TASK PROMPT: Find every row that contains the string "instance" and copy each of those rows in full. Count a row only if its letters match in case.

-- start of ENTRIES SHOWN --

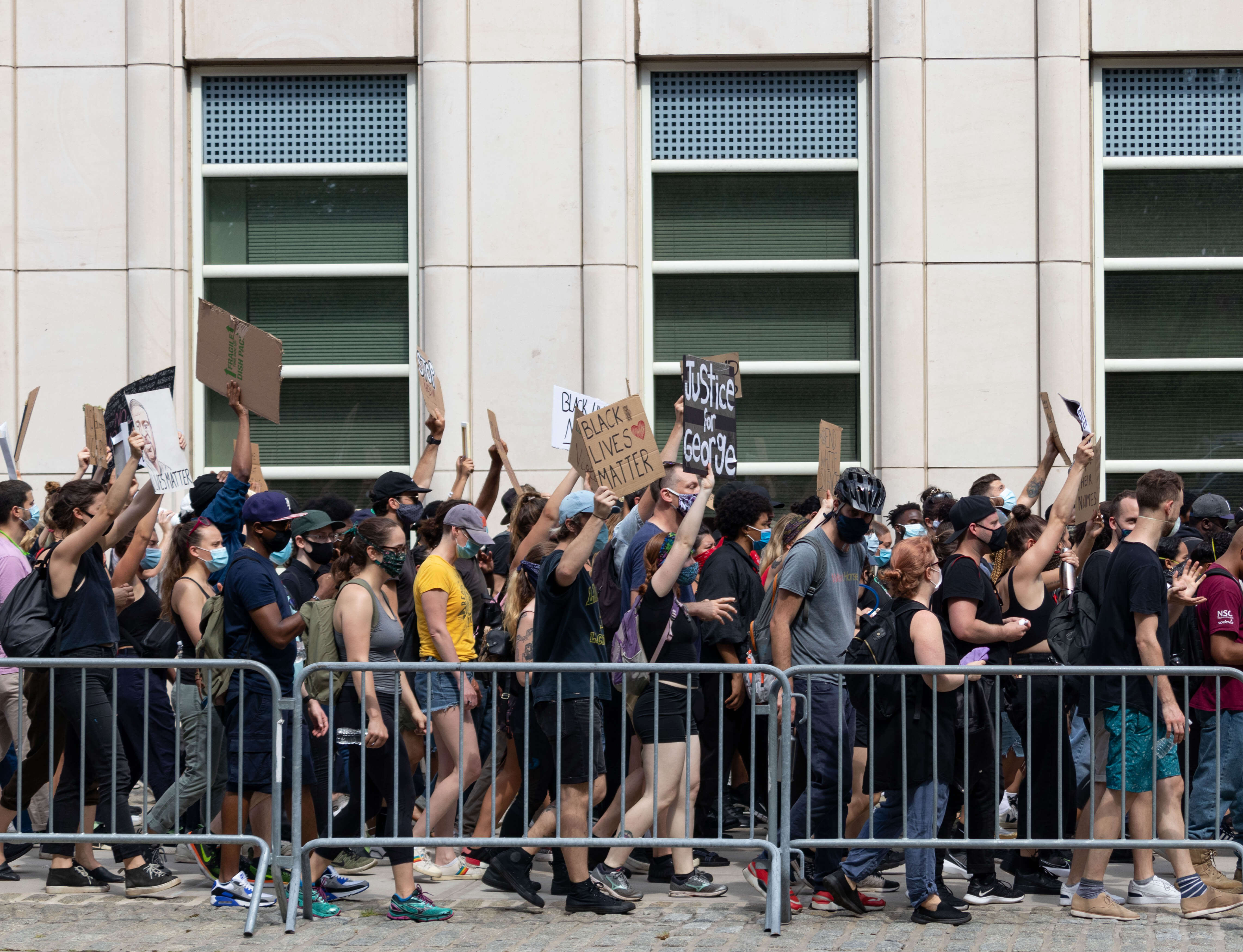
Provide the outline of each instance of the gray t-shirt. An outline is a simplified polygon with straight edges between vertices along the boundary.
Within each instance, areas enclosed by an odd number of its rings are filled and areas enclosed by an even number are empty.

-- end of ENTRIES SHOWN --
-- start of ENTRIES SHOWN --

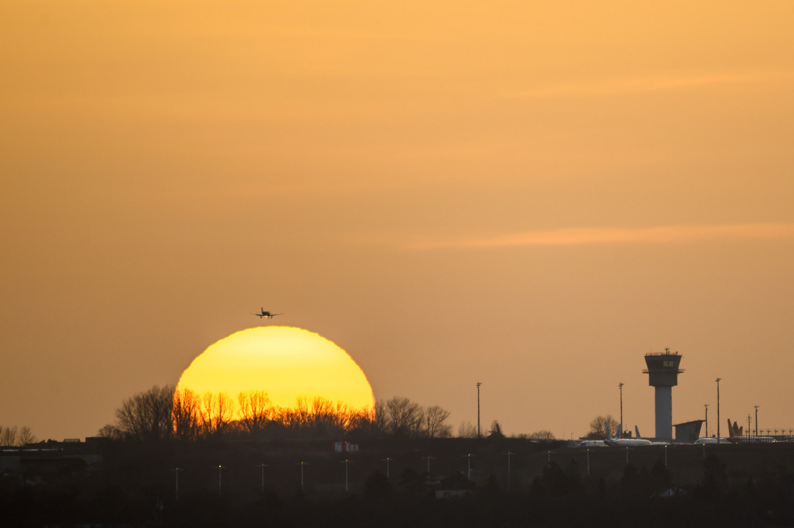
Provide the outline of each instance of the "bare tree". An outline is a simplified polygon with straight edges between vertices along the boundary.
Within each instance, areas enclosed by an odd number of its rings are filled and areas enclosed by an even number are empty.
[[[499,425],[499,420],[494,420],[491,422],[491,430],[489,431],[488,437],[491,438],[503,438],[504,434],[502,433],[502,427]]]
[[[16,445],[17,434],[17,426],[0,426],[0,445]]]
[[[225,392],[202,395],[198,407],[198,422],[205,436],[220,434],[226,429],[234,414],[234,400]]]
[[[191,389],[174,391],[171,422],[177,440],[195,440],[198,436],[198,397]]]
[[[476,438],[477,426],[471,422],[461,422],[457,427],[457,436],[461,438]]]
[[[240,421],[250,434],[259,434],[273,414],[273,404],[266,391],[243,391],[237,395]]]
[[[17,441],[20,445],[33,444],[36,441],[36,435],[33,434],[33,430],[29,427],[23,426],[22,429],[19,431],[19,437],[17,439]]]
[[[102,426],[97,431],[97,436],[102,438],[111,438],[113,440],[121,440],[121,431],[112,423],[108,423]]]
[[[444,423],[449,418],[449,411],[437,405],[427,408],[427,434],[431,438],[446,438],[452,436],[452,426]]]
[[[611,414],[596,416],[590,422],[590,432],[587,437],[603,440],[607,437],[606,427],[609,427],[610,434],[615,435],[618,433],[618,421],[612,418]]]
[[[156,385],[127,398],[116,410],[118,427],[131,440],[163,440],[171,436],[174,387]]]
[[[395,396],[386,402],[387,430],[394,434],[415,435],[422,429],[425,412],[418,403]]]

-- end of ENTRIES SHOWN --

SOLUTION:
Provide the outline of each instance of the gray t-shirt. An outline is a simplified polygon with straight edges between vertices along the boundary.
Within each instance, areas enclosed by an odd number of its rings are filled and areas enclosed by an even number are empty.
Provide the outline of each instance of the "bare tree". An outline is a simplified polygon with straight edges between vertices along the boundary.
Within each instance, areas enclosed by an odd number of its rings are filled and areas enclosed by an even number are empty.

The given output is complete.